検討用本文:

◇ ◇ ◇

3.521世紀の日本でこそ作れたゴジラ映画

2016年7月31日
PCから投稿
鑑賞方法:映画館

21世紀の日本だからこそ作れたゴジラ映画。
正直、見る前までは期待してなかったのだが大したものだ。
ただ特撮好きのアニメオタクが模倣で作ったゴジラではない。
過去のものとも、そしてハリウッド版とも違う。
現代の日本だからこそのゴジラを、一級品のエンターテインメントとして形にできている。

まぁぶっちゃけ、ゴジラはかっこよくない。
造形も微妙だし、あんまり動かない。街中に立ってる姿はどこか間抜けだ。
変に“特撮”にこだわっているのか、ところどころの街の破壊のシーンもチープ。
キマった絵としてのシーンは、ハリウッドゴジラと比べると地味で安っぽい。

しかしながらこの映画の本質はそこではなく、ゴジラを自然災害として捉え
それに立ち向かう人間の群像劇を描いている点がある。
そしてそれがこれまでの凡百の映画と一線を画しているところが、ひたすらに
日本的、日本人的であるのだ。

映画の大半は政治家どものやり取りで占められている。
そこには日本の政治や官僚組織への皮肉も多分に込められていて、それが面白おかしく描かれている。
しかしながら決してそれを悪として描いていないのだ。

平凡な、踊る大捜査線みたいな作品ではこうはいかないだろう。
あきらかに無能で性格が悪い、組織の悪の部分を抽出したみたいなわかりやすいキャラクターを作って
それに対して正義の主人公たちが反旗を翻して鼻をあかす。
わかりやすさを求める視聴者はそういうのを見てスッキリするのだろうが俺は嫌いな展開だ。
脚本を書く人間もきっと楽だろう、単純な善悪構造で群像劇を描くのは。
でも現実の社会はそうではない。

シン・ゴジラでは、繰り返すが日本の旧来型の縦割り組織への強い皮肉が込められている。
でも、そのシステムやそこで働く人物を、ただの無能な悪いものとして扱っていない。

◇ ◇ ◇

提供項目:
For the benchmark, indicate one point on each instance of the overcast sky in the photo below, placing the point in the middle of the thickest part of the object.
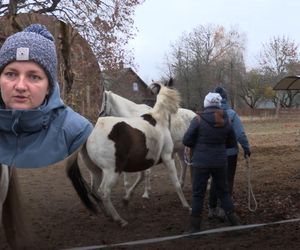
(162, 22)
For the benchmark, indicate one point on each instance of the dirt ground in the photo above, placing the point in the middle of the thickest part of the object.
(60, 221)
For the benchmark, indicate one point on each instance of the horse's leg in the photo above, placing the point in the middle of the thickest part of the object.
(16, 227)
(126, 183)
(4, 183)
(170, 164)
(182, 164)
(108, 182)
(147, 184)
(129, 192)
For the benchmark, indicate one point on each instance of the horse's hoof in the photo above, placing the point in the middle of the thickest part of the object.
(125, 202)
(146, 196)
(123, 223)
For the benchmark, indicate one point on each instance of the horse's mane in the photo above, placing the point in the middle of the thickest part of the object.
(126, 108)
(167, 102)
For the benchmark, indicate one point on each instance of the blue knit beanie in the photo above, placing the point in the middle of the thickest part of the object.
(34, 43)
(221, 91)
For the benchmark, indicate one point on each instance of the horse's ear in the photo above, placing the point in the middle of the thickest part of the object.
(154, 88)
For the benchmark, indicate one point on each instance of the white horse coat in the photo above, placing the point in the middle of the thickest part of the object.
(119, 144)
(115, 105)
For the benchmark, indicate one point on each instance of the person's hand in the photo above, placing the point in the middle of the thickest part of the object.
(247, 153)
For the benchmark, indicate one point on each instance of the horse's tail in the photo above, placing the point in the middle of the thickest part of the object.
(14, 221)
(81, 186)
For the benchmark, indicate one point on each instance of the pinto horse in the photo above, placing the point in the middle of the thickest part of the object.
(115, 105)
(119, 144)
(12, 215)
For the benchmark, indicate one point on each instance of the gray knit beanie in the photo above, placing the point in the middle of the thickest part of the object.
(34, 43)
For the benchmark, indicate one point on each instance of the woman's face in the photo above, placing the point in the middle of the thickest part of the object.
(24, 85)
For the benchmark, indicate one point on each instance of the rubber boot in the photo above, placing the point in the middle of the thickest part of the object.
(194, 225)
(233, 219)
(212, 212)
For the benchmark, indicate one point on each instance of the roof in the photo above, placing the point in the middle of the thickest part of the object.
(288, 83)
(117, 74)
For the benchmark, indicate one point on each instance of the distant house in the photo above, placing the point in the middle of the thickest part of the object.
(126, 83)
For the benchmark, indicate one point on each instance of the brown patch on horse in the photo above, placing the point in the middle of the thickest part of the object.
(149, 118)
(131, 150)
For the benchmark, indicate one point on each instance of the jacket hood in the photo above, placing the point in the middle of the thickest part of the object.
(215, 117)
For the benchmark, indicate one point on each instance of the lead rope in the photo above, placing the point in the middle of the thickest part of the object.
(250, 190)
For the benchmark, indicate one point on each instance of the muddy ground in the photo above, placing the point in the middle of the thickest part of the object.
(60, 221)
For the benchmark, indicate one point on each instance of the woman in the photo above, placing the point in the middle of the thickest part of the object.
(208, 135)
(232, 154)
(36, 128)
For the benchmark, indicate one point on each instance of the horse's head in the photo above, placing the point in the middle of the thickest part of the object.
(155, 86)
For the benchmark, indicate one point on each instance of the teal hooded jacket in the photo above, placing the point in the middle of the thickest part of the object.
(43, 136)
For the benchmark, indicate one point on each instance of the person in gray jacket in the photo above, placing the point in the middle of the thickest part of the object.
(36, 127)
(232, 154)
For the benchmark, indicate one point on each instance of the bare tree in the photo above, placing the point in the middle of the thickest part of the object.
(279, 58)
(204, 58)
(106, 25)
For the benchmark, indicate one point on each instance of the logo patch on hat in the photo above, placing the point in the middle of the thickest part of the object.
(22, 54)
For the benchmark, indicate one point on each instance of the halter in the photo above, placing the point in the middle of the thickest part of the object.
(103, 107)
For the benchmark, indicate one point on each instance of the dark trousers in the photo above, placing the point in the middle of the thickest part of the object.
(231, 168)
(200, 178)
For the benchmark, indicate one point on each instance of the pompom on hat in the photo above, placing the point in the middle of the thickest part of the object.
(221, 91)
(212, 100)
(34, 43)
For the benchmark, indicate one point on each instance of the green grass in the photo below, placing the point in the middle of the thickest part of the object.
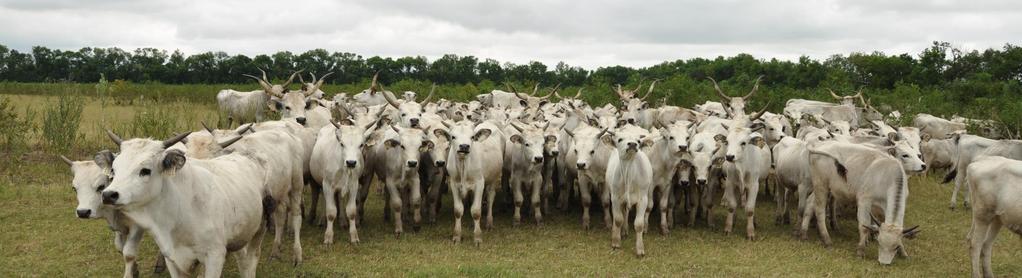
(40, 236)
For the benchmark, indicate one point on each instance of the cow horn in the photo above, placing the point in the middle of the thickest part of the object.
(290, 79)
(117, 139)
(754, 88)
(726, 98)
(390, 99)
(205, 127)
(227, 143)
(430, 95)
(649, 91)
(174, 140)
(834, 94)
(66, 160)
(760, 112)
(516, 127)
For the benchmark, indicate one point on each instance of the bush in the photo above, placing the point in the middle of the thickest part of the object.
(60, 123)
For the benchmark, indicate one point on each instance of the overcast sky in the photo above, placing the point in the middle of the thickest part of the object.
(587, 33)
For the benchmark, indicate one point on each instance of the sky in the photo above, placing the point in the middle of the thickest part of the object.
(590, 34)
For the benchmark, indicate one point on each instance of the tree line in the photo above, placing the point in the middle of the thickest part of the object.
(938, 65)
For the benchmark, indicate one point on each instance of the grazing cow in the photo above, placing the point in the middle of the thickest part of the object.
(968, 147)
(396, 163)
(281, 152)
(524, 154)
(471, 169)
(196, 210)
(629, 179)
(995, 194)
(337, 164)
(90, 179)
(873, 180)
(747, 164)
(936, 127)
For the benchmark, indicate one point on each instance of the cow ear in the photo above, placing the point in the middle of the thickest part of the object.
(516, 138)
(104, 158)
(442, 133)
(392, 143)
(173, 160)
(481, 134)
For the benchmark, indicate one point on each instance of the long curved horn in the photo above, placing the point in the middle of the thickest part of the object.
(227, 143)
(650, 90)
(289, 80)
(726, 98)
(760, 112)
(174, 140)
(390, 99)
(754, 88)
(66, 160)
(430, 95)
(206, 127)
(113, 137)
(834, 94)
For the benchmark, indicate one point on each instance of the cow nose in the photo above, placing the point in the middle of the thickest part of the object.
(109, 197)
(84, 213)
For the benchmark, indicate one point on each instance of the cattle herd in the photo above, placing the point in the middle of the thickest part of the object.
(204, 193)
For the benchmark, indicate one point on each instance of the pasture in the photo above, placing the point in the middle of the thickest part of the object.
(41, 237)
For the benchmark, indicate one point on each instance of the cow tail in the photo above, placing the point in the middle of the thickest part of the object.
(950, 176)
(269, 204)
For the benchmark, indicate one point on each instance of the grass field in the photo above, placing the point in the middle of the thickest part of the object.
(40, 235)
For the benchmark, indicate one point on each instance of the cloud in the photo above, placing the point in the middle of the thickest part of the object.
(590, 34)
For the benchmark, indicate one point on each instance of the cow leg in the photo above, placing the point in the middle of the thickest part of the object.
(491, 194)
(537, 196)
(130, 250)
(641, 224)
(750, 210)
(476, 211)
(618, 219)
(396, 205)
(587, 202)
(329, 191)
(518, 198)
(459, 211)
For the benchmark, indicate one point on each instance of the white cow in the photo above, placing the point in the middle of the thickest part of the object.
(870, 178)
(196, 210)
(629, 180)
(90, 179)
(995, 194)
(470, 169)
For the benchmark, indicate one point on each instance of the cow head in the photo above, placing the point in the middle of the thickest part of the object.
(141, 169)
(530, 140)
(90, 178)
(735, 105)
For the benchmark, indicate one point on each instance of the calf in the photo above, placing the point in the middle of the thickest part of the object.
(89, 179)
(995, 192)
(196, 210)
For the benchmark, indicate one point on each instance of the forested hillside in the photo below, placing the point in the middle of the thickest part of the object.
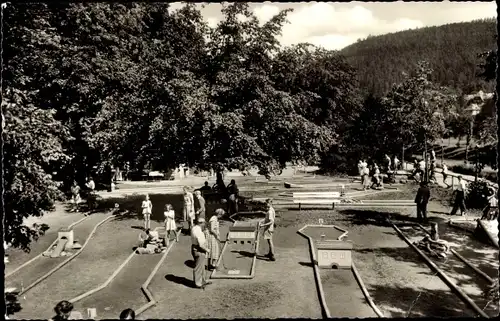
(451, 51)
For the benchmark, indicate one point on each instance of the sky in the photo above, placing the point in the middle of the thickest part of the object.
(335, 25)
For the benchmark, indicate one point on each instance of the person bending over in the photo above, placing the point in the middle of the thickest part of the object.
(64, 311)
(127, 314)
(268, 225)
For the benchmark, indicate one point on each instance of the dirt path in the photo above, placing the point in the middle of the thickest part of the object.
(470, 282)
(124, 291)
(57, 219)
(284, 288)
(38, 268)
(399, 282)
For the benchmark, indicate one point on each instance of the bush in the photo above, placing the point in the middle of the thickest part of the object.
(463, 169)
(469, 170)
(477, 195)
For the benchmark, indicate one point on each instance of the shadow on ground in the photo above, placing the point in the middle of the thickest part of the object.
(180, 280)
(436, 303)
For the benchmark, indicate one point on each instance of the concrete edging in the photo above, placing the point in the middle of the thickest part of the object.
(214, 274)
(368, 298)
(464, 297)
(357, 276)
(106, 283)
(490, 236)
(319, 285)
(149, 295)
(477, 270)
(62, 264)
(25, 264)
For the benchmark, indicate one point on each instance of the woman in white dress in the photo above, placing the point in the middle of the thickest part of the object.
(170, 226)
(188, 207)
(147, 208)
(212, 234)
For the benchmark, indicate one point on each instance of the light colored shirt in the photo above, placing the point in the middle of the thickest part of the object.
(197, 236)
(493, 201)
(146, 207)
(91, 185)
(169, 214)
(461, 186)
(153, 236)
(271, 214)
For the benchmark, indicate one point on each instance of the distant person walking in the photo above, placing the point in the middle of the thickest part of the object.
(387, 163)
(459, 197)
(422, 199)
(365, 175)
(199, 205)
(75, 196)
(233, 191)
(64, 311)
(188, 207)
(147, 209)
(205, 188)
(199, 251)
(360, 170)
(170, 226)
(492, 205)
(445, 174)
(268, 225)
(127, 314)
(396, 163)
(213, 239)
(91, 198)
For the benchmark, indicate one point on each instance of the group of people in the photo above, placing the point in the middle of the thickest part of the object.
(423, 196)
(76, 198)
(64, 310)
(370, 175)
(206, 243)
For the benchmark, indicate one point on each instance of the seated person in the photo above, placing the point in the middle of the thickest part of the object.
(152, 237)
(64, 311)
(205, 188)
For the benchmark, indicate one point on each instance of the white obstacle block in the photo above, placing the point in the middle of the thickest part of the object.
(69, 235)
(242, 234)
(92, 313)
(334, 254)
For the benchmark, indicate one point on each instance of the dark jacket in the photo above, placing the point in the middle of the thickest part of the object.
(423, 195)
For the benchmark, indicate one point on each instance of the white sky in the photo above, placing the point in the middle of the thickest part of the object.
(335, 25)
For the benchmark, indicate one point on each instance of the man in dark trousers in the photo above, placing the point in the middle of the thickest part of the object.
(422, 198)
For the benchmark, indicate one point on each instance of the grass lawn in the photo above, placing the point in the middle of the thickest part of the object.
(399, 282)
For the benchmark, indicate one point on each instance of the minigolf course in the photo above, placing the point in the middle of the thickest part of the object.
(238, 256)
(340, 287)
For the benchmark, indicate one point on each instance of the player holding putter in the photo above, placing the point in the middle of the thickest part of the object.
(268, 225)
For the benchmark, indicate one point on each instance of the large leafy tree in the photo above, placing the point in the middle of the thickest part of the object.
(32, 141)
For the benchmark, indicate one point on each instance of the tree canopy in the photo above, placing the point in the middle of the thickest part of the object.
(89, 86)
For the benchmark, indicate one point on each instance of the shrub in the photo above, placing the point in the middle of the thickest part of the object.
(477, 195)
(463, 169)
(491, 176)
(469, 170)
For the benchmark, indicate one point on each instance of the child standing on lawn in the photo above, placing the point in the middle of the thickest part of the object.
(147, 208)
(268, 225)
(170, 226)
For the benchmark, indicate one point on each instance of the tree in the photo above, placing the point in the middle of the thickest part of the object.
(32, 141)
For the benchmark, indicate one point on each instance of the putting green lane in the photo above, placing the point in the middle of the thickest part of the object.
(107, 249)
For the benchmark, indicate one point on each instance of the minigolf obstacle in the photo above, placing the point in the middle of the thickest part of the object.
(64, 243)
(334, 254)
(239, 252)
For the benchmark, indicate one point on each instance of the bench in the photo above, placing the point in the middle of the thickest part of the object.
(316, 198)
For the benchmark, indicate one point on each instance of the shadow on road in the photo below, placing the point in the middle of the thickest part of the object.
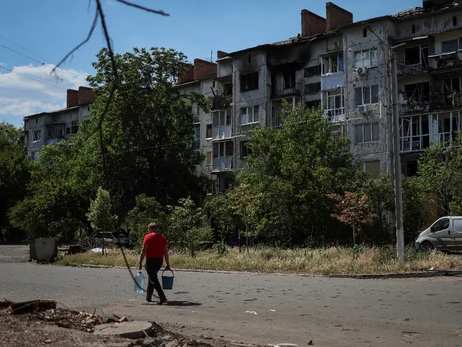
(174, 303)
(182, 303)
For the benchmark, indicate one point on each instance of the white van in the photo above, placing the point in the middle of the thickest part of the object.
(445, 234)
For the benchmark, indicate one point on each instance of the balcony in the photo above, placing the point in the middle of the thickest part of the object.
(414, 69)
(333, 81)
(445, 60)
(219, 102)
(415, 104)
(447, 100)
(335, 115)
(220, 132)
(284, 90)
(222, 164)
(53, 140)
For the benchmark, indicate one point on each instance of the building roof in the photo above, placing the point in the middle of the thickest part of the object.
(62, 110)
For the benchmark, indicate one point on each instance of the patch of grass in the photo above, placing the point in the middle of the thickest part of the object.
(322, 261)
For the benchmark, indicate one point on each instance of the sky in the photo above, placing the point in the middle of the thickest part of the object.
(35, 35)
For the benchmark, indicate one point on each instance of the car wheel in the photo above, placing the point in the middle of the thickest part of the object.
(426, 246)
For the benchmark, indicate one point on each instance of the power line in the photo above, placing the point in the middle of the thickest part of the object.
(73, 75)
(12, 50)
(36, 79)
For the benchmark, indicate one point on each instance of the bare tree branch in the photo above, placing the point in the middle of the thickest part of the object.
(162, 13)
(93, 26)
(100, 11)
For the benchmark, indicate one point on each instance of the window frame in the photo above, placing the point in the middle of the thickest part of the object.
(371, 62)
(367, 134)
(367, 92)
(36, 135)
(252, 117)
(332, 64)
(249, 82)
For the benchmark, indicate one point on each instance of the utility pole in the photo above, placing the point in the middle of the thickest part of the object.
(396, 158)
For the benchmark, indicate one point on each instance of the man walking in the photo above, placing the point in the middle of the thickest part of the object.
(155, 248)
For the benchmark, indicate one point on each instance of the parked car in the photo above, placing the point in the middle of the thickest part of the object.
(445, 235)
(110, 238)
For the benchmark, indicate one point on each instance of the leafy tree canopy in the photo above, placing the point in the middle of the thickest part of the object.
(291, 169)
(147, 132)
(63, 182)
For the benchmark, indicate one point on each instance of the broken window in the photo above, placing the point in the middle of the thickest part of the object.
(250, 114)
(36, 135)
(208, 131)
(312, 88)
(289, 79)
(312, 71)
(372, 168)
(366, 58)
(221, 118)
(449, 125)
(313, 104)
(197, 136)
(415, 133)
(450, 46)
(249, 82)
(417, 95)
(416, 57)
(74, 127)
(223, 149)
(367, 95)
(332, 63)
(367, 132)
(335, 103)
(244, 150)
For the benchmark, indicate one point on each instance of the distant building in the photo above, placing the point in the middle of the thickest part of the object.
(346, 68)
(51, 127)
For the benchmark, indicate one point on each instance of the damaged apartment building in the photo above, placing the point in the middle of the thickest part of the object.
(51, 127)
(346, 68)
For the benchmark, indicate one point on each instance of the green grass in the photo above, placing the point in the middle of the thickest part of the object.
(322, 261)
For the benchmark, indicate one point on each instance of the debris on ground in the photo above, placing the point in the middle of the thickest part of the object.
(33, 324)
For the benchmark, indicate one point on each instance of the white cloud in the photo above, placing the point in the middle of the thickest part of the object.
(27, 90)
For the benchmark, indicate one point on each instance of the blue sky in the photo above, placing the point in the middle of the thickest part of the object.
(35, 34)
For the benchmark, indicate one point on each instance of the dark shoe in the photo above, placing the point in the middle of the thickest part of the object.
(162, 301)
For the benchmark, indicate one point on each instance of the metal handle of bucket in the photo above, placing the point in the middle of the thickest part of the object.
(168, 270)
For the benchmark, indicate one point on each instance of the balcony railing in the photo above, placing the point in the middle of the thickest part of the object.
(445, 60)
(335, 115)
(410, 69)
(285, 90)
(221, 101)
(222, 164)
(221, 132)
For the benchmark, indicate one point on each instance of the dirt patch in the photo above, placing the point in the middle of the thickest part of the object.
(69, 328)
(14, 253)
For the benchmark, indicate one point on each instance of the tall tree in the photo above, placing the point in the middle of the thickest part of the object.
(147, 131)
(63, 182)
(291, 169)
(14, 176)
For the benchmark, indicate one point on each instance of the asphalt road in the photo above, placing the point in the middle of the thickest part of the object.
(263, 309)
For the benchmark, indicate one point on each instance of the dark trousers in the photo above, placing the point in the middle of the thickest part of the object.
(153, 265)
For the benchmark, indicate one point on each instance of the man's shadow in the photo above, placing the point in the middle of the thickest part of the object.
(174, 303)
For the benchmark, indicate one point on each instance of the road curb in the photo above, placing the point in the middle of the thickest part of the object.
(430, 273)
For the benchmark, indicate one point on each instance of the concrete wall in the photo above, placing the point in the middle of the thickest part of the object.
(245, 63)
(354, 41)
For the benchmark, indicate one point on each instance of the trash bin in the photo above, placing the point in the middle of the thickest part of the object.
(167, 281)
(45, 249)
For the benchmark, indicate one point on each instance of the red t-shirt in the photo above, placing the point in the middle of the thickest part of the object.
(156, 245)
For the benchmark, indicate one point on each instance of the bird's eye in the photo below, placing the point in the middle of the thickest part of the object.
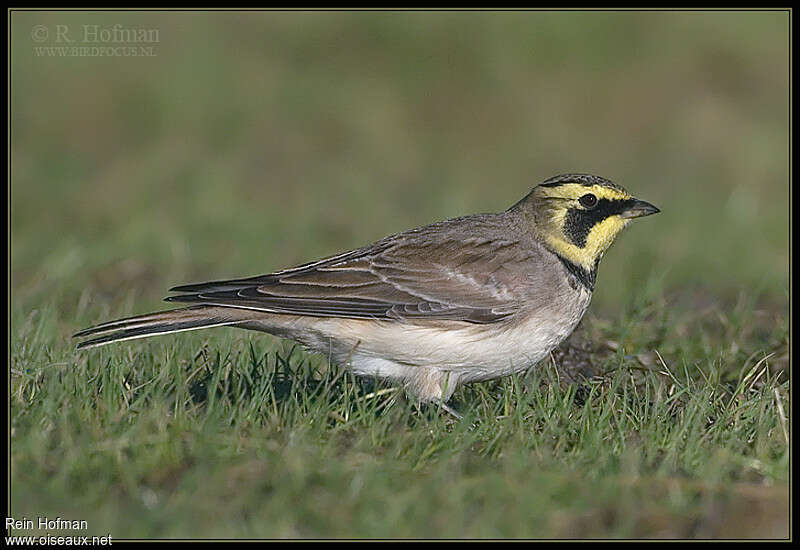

◇ ◇ ◇

課題一覧:
• 1. シン・ゴジラのレビューによると、映画の大半は何で占められているか。
• 2. シン・ゴジラのレビューを、最後の文の後から書き継いでください。

番号付き解答:
• 1. 政治家どものやり取りで占められている。

• 2.
主人公たちは日本の政治の、会議をしなければ何も進まず、責任を誰も持ちたがらない
リスクを徹底して犯さないようにする在り方に苛立ちつつも
「仕方ないものだ」と割り切って、そのシステムの中で最善を尽くそうとする。
自分の正義を振りかざし、命令違反の独断行動など決して起こそうとはしないのだ。
核攻撃に対しても主人公達の嫌悪感は強く描かれるものの、その手段自体は
合理的なものであるという理由付もしっかりなされていた。
ちょっとおまぬけに描かれる総理大臣はじめ各大臣もコミカルな言動をさせつつも
それぞれが決してなにも考えてない木偶人形には描かれていない。
それぞれから滲み出るのは責任感である。
また、主人公勢の描かれ方も素晴らしい。完全な悪がいない分、主人公らも
不自然な善玉キャラになっていない。アクの強い面々は、一人の生々しい人間として
キャラ立ちしているというよりも、映画の中で動くコマとしての
“記号として”のキャラ立ちがしっかりなされている。

かくして描かれたのは、たくさんの魅力的なキャラクターではなく
“日本の行政組織”というまとまったグループであり、この映画では
『日本政府vsゴジラ』というこれまで描かれなかった対立軸でゴジラとの対決が描かれるに至った。
とても新鮮な気分で見ることができた。

シナリオ面での過度な演出が徹底して排除されている点も良い。
主要人物の家族との愛やら、東京都民と政治家との間の絆とか、自衛隊と米軍との友情とか
普通の映画だったらくっさいワンシーンを使って強調するところが一切なされていない。
それゆえに、非常にフラットに、リアリティのある、白も黒もいりまじった
“日本政府”という掴みどころのないものを描くことに成功しているのだと思う。
まぁそういうわかりやすく盛り上がるシーンが好きな人間からすれば
本作は地味な一作だと感じたかもしれない。

少なくとも自分には、このテのネタを使っているにも関わらず、特別政治思想的に
どこかに極端にブレていないように思えるところも好印象だ。
たびたび米軍および米国への批判がなされているが、結局全体通して
米軍の協力がなければ成立しない作戦が立てられている。
また自衛隊にしても、作中でその出動と武器の使用を慎重なものだとしつつも
愛国心などという陳腐な言葉を使わせず匂わせず、演説シーンでも戦意を高揚させてりもせず
「仕事ですから」の一言で命懸けの任務にあたる自衛隊はとてもリアルで、そしてかっこいい。
そして自衛隊の兵器群がこんなにもクローズアップされた映画がかつてあっただろうか。
アパッチなぞ、たいていの映画では曲芸のようにぐるぐる飛行してミサイルをぶっぱなすが
常に無線で指示をうけながら、美しい隊列を組んで、まさしく組織として戦うアパッチや戦車は
これまでの映画になかったカッコよさがある。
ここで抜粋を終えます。